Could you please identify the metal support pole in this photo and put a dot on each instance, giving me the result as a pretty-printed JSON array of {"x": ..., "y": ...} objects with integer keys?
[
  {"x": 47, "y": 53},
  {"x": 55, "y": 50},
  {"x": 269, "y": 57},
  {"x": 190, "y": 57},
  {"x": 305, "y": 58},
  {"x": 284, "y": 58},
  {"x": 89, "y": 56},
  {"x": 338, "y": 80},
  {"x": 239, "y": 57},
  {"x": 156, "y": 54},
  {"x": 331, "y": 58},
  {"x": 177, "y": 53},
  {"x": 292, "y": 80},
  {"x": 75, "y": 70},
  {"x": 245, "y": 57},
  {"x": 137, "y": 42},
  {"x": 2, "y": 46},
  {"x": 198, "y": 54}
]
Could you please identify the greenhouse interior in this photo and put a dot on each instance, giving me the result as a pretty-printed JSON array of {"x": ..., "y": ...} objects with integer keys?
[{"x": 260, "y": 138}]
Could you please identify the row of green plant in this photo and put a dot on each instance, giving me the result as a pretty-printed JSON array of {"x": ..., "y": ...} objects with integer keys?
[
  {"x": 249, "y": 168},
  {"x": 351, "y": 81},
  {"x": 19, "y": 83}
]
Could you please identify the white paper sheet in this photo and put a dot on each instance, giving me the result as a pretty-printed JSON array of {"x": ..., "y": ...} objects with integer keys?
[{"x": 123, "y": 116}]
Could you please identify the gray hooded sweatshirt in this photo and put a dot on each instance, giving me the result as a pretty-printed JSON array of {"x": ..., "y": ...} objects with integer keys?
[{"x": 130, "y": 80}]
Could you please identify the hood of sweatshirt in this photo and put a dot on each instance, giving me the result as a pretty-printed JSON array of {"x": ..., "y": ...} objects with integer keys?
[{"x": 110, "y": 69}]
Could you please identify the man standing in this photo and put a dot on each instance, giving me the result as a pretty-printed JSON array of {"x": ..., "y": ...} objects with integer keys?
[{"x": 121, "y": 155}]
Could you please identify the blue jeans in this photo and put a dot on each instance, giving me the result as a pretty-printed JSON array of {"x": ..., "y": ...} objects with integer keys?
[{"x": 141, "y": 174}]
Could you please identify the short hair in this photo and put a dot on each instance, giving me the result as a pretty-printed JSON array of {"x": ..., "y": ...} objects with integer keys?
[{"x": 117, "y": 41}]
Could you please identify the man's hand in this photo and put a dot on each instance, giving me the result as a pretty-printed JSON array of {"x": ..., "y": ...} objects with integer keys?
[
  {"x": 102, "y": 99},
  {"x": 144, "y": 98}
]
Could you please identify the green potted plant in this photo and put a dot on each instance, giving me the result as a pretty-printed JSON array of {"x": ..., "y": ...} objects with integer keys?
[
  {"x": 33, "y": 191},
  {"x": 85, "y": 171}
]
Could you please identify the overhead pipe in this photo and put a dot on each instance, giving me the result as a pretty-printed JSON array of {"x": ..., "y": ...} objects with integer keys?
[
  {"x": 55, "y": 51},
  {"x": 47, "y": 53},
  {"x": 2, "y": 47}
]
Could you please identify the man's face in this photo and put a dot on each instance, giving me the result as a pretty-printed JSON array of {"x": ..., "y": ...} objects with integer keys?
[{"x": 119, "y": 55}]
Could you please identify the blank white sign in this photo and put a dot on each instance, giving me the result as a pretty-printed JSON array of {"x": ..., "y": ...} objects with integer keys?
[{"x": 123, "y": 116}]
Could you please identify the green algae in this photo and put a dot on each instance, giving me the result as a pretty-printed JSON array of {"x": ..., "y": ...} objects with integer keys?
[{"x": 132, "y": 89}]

* * *

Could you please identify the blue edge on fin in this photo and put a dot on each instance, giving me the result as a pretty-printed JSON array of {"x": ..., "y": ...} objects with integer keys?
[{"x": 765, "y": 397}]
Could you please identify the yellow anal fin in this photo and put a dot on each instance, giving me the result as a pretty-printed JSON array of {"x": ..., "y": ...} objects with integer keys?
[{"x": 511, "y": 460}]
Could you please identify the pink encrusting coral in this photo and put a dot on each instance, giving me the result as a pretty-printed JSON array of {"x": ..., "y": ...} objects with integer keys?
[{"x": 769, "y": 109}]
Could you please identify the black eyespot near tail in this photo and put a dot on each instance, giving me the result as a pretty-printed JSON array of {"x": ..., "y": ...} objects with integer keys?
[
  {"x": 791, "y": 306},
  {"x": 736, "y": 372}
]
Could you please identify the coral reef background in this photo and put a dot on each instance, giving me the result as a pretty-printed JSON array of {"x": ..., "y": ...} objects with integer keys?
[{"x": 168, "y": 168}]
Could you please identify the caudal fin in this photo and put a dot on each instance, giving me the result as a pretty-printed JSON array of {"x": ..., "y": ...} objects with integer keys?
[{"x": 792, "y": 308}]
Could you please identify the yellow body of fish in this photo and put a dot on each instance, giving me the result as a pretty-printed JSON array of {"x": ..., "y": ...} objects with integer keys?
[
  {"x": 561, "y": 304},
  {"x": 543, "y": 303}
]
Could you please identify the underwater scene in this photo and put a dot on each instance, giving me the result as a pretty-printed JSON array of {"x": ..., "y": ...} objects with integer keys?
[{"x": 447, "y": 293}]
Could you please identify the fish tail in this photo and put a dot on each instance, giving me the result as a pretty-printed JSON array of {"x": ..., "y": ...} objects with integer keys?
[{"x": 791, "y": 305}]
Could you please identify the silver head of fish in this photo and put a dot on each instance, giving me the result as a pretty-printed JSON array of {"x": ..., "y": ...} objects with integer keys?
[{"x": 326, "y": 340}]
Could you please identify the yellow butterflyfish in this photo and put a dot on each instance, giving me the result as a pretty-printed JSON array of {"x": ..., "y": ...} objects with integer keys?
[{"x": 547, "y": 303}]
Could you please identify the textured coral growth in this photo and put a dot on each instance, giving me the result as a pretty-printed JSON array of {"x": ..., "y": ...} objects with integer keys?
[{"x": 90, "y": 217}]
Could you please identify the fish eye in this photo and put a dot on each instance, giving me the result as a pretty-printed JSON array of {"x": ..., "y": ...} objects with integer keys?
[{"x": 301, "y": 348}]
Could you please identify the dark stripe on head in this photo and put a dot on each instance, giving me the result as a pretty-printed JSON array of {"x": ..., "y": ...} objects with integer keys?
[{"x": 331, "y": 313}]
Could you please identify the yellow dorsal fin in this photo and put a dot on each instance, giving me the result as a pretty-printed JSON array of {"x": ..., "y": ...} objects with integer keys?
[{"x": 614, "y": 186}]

* * *

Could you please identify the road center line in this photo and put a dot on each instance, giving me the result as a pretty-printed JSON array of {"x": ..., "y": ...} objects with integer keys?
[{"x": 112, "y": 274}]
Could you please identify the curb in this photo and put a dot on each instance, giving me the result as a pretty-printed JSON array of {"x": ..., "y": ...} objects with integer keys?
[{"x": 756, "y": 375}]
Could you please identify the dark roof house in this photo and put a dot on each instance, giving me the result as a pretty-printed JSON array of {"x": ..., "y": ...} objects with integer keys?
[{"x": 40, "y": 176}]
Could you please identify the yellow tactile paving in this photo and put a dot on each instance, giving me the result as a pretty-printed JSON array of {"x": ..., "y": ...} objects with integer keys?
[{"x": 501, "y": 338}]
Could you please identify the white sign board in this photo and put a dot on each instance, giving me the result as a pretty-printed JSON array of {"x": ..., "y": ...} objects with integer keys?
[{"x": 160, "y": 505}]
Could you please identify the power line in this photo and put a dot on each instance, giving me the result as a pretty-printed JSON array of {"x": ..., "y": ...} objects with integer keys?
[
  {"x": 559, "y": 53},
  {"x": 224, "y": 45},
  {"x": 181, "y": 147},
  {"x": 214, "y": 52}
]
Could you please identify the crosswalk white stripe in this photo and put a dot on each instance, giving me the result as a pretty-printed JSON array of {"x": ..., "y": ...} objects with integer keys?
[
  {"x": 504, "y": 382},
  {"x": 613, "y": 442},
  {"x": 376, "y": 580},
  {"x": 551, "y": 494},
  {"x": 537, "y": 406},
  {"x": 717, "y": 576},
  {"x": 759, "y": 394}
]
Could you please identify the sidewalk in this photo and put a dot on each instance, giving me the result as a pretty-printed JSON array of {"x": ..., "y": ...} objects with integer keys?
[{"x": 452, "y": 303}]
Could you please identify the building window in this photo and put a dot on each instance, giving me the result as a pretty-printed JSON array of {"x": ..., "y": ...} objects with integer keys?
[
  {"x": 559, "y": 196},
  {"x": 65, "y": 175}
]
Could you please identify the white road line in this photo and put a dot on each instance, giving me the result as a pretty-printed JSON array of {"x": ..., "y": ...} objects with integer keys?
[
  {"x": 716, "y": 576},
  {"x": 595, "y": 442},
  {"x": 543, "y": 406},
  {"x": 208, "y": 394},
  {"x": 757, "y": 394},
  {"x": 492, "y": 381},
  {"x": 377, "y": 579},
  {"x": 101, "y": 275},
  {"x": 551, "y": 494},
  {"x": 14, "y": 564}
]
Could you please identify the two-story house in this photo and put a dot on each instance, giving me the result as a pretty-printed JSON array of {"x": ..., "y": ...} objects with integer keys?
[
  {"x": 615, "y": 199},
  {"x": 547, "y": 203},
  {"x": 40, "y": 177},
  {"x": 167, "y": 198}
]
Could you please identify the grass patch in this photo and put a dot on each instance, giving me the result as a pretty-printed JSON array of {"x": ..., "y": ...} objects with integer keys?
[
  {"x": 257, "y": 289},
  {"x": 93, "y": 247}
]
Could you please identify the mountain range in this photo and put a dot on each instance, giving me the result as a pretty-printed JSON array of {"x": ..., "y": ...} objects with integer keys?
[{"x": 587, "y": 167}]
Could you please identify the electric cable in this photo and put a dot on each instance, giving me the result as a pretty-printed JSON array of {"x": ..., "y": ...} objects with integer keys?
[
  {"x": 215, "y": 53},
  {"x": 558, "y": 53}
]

* * *

Which lines of the items above contain the word "stripe"? Report each of those lines in full.

* Exercise result
Could you please identify the dark stripe on head in this photo and put a dot on each instance, giving me the result as a pretty-printed JSON array of {"x": ..., "y": ...} objects with integer keys?
Could you please identify the crosswalk white stripe in this photo and put a dot on each instance, giving me the result as a pretty-printed JSON array of {"x": ..., "y": ...} objects with integer keys?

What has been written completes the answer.